§ Consigne 1
D'après l'entretien sur Mourir comme un homme, à quoi le réalisateur attribue-t-il le ton plus serein de ce film par rapport à ses films précédents ? Répondez en une à trois phrases.
§ Consigne 2
Poursuivez l'entretien sur Mourir comme un homme à partir de sa dernière phrase.

§ Extrait fourni
══════════════════════════════

En avril 2010, la sortie de Mourir comme un homme, troisième long métrage de João Pedro Rodrigues, suscitait l’enthousiasme critique au point d’amener une grande partie de la presse spécialisée à très bien classer dans les tops annuels ce mélodrame musical mêlant crudité et douceur, noirceur et couleurs. Près d’un an après, Épicentre Films édite le film en DVD, ce qui lui permettra, on l’espère, de s’affranchir d’un accueil plutôt mitigé en salles et de s’installer comme l’une des réussites du cinéma de ces dernières années. En guise de compléments proposés dans l’édition, on trouve un entretien mené par Jean-Marc Lalanne et quelques belles mais courtes scènes écartées du montage final. À l’occasion de cet événement, nous avons rencontré l’auteur d’O Fantasma et Odete, rétif à l’analyse des liens que ses films entretiennent entre eux et avec ceux des autres, davantage enclin à raconter la manière dont ils se font.
O Fantasma était un film assez brut et froid, Odete un film plus coloré mais de façon presque agressive, et leurs personnages étaient des obsessionnels qui portaient quelque chose d’inquiétant dans leur rapport au monde. Même quand il se passe des choses graves dans Mourir comme un homme, ça reste plus serein, et même empreint d’humour. Est-ce que cette évolution s’est faite volontairement ?
Je ne sais pas très bien, mais c’est peut-être aussi parce que c’est un personnage plus âgé, qui arrive à la fin de sa vie et qui repense à ce qu’elle a été jusque là. Les autres, c’était des jeunes qui ne pensent pas à ce qu’il y a derrière eux, qui ne pensent qu’au devant. Là, c’est un film tourné vers le passé, c’est peut-être ça qui donne cette impression. Mais ce n’était pas une chose consciente.
Cette douceur passe aussi par l’importance que vous donnez, par exemple, au vent qui souffle dans les feuilles des arbres. D’une certaine manière, vous y avez donc pensé en travaillant la forme, l’atmosphère du film, non ?

══════════════════════════════

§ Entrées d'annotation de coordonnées
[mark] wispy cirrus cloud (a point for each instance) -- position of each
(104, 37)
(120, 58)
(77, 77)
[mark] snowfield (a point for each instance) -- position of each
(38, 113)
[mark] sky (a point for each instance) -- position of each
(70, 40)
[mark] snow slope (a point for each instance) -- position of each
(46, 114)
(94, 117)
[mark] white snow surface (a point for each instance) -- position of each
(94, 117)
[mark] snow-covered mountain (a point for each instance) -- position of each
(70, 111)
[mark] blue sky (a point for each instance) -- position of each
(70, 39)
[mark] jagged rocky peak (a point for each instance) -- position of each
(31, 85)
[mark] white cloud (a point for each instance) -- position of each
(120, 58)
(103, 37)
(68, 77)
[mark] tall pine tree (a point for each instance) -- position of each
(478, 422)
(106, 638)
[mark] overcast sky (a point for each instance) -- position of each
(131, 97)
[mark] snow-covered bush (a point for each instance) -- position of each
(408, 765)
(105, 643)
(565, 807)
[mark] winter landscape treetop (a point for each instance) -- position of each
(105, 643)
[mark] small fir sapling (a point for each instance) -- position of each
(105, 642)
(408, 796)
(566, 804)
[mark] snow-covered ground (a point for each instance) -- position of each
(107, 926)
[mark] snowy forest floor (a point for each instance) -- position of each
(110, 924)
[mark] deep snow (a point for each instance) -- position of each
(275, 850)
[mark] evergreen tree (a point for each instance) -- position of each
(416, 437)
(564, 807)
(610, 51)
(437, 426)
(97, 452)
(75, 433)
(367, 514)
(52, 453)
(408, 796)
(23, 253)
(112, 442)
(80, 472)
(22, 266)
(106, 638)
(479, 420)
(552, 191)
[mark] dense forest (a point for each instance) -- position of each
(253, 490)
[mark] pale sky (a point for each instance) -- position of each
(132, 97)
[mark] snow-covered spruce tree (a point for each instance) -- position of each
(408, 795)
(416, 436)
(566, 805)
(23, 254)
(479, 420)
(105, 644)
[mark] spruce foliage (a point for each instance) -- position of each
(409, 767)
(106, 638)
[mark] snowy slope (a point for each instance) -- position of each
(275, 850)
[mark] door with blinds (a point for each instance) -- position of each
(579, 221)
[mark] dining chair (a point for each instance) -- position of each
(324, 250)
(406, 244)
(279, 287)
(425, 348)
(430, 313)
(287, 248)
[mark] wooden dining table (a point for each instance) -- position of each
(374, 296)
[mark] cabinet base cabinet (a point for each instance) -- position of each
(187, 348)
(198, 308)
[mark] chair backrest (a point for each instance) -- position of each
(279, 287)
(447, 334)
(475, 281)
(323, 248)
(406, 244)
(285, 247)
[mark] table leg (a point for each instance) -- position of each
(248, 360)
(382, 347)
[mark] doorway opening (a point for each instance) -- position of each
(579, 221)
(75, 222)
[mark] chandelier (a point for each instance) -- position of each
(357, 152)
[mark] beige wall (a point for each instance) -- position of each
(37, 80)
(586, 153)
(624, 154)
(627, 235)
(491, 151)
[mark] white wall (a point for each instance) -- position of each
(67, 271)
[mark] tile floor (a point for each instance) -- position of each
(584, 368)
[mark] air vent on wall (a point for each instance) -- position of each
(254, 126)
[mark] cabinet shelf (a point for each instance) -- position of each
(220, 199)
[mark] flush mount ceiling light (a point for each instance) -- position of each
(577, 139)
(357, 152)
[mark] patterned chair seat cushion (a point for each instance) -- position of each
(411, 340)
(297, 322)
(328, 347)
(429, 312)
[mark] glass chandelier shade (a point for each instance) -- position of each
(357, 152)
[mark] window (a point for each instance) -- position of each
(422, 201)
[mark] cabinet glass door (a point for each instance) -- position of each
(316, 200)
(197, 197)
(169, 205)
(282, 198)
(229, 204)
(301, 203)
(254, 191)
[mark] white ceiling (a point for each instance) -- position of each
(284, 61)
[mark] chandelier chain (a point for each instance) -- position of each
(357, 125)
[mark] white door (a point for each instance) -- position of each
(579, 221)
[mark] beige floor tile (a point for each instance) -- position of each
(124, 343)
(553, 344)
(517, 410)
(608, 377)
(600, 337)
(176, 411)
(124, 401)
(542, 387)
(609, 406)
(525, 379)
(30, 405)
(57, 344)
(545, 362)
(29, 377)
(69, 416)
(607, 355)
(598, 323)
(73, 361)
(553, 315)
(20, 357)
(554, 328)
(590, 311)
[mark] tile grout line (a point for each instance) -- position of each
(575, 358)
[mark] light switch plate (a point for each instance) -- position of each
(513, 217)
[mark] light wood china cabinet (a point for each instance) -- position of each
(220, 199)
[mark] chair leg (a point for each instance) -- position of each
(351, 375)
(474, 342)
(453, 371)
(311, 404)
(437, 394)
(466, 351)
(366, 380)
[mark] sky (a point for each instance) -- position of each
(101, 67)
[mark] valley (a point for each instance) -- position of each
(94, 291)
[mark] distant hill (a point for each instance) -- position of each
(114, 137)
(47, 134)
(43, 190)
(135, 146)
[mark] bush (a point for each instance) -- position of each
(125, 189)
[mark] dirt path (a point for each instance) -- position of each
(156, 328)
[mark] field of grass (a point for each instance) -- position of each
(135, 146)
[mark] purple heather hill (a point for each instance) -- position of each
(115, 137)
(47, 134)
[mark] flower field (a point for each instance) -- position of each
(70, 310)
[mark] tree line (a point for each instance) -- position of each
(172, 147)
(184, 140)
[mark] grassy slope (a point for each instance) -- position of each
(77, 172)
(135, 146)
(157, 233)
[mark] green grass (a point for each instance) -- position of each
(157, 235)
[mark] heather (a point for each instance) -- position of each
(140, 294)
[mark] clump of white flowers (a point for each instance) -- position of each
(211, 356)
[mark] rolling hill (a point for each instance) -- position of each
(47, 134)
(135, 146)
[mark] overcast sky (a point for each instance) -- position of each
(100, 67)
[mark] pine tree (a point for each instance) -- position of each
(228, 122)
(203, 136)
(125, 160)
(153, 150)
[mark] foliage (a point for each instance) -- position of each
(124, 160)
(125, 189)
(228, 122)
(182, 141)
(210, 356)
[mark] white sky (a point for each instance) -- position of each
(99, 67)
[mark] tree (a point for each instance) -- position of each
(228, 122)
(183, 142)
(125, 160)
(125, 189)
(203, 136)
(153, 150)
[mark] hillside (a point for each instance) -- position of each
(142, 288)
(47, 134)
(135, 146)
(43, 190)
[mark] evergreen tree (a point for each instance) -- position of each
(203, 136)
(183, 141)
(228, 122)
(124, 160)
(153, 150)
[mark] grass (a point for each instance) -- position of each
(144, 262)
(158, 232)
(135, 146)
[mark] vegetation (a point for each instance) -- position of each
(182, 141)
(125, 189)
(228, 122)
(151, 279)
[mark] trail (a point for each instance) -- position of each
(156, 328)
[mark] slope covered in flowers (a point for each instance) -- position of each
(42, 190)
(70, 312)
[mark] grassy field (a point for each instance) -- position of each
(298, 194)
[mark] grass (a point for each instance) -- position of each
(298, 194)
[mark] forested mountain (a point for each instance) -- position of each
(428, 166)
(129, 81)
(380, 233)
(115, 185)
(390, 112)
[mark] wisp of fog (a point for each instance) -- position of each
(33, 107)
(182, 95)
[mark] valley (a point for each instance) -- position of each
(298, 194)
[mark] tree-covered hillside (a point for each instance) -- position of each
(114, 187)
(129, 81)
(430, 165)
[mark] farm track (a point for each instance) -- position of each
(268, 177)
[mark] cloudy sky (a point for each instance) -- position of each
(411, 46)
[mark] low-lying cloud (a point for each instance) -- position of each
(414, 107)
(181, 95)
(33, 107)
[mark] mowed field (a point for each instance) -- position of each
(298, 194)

══════════════════════════════

§ Résultat 1
Il l'attribue peut-être au fait que le personnage est plus âgé, arrive à la fin de sa vie et repense à ce qu'elle a été : le film est tourné vers le passé. Les personnages des films précédents étaient au contraire des jeunes qui ne pensaient qu'à ce qui était devant eux. Il précise toutefois que ce n'était pas une chose consciente.

§ Résultat 2
Les films précédents sont des films urbains ; dans celui-là, la campagne a quand même un rôle plus important : c’est peut-être lié à ça. Mes films se passent à Lisbonne, mais ce n’est pas une Lisbonne qu’on reconnaît facilement, je crois, même si parfois on voit le grand pont. Dans les premiers, il s’agit de parler de cette ville comme si c’était un terrain vague. Je ne sais pas trop comment dire… L’espace se construit par le film. Bien sûr, c’est un endroit qui existe, mais la ville se construit par l’espace du film, comme si c’était une ville qui n’existe pas en réalité. Quand on est dans une rue, on voit un bout de rue, on ne voit pas la rue en entier. Ces fragments d’espace construisent la ville, l’endroit où se passe le film. Mais je ne sais pas si ça a à voir avec la question !
Est-ce qu’on pourrait dire la même chose du personnage, dont on ne verrait que des fragments sans arriver jamais à se représenter la totalité ?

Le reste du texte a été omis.